YOUR TASK: Return the full material exactly.

══════

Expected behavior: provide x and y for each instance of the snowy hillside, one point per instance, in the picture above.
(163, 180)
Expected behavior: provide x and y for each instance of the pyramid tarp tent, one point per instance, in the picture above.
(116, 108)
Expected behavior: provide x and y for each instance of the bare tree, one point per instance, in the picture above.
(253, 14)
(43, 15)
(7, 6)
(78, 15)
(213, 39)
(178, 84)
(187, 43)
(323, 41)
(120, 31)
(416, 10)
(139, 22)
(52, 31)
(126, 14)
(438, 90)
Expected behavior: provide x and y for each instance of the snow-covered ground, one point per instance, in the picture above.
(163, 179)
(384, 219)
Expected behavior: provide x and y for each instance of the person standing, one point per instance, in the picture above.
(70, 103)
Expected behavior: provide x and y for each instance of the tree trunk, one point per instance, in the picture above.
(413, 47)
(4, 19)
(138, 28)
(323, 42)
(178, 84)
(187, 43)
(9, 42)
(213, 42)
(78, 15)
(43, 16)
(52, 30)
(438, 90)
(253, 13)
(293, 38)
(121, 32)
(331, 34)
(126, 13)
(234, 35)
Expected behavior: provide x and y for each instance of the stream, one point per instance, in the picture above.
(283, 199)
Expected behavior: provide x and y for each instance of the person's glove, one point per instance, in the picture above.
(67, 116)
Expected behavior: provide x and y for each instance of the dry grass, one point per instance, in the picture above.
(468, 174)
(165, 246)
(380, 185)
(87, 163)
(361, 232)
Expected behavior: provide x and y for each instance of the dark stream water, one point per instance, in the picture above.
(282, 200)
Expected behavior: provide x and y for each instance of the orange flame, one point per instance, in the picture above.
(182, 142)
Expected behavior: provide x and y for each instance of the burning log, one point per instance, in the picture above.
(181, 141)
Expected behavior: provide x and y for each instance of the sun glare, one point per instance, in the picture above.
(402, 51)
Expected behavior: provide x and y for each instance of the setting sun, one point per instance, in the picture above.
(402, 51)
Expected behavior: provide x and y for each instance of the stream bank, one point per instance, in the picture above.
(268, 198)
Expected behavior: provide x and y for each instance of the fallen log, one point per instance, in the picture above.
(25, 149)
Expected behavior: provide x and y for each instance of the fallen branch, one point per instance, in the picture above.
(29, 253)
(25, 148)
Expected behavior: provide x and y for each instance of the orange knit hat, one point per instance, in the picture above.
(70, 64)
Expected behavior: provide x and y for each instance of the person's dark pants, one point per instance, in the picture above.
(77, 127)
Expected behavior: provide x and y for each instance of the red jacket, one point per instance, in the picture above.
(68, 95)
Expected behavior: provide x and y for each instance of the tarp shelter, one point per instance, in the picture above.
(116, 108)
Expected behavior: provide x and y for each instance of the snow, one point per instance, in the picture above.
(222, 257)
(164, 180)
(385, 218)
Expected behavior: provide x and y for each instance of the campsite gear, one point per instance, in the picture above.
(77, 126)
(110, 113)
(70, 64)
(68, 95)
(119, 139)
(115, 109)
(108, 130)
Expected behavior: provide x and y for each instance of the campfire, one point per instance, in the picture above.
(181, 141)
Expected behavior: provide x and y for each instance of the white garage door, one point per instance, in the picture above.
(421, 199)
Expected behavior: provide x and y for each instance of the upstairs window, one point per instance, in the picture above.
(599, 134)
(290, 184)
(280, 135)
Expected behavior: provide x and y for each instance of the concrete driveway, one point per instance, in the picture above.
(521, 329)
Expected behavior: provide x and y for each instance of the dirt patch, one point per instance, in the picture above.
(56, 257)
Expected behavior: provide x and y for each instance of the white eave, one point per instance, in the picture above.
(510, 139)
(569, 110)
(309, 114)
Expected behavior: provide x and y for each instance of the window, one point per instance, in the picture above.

══════

RESPONSE TO THE EXERCISE:
Expected behavior: provide x and y for each instance of the snowy hillside, one point per instance, in the picture above.
(163, 180)
Expected behavior: provide x and y for each instance of the pyramid tarp tent, one point per instance, in the picture above.
(116, 108)
Expected behavior: provide x and y for each instance of the bare tree, one point per instance, in the picture above.
(253, 14)
(43, 15)
(7, 6)
(78, 15)
(213, 39)
(178, 84)
(187, 43)
(323, 41)
(120, 31)
(416, 10)
(139, 22)
(52, 31)
(126, 14)
(438, 90)
Expected behavior: provide x and y for each instance of the snow-covered ground, one point per instance, in the picture above.
(163, 179)
(384, 219)
Expected behavior: provide x and y for each instance of the person standing, one point per instance, in the picture above.
(70, 103)
Expected behavior: provide x and y for each instance of the tree trunk, one point per instance, in the picture above.
(413, 47)
(4, 19)
(138, 28)
(323, 42)
(178, 84)
(187, 43)
(9, 42)
(213, 42)
(78, 15)
(43, 16)
(52, 30)
(438, 90)
(253, 13)
(293, 38)
(121, 32)
(331, 34)
(126, 13)
(234, 35)
Expected behavior: provide x and y for each instance of the stream, one point per instance, in the picture above.
(283, 199)
Expected behavior: provide x and y for each instance of the person's glove, one point per instance, in the picture above.
(67, 116)
Expected behavior: provide x and y for each instance of the dry grass, one point per instance, in the picture above.
(468, 174)
(165, 246)
(380, 185)
(87, 163)
(361, 232)
Expected behavior: provide x and y for each instance of the dark stream water, one point per instance, in the picture above.
(282, 200)
Expected behavior: provide x and y for each instance of the orange flame, one point per instance, in the picture above.
(182, 142)
Expected behavior: provide x and y for each instance of the burning log, one point per instance, in the picture above.
(181, 141)
Expected behavior: provide x and y for each instance of the sun glare, one point per instance, in the picture above.
(402, 51)
Expected behavior: provide x and y for each instance of the setting sun, one point per instance, in the picture above.
(402, 51)
Expected behavior: provide x and y for each instance of the stream bank, one point per instance, in the picture above.
(268, 198)
Expected behavior: provide x and y for each instance of the fallen log, one point per instance, in the picture above.
(25, 149)
Expected behavior: provide x and y for each instance of the fallen branch, one point per instance, in the picture above.
(29, 253)
(25, 148)
Expected behavior: provide x and y for each instance of the orange knit hat, one point per instance, in the picture above.
(70, 64)
Expected behavior: provide x and y for each instance of the person's dark pants, one point per instance, in the picture above.
(77, 127)
Expected behavior: provide x and y for each instance of the red jacket, one point per instance, in the picture above.
(68, 95)
Expected behavior: provide x and y for each instance of the tarp shelter, one point per instance, in the picture above.
(116, 108)
Expected behavior: provide x and y for each instance of the snow, one point per instance, in the picture above.
(222, 257)
(164, 180)
(385, 218)
Expected behavior: provide x and y for each instance of the campsite gear, one point per instance, in the picture above.
(77, 126)
(110, 113)
(70, 64)
(68, 95)
(119, 139)
(115, 109)
(108, 130)
Expected behavior: provide x and y for each instance of the campfire, one point per instance, in the picture above.
(181, 141)
Expected behavior: provide x and y for each instance of the white garage door, one point per instance, in the picture above.
(421, 199)
Expected behavior: provide x and y for each instance of the upstairs window, one point per instance, in the picture above.
(599, 134)
(290, 184)
(280, 135)
Expected behavior: provide x and y for each instance of the concrete driveway, one point per instance, in the picture above.
(521, 329)
Expected behavior: provide x and y for each instance of the dirt patch, one point per instance, in the picture above.
(56, 257)
Expected behavior: provide x and y for each instance of the white eave, one point per instance, in the picture above.
(510, 139)
(569, 110)
(309, 114)
Expected behavior: provide x and y for each instance of the window, one point per instance, in the picture above.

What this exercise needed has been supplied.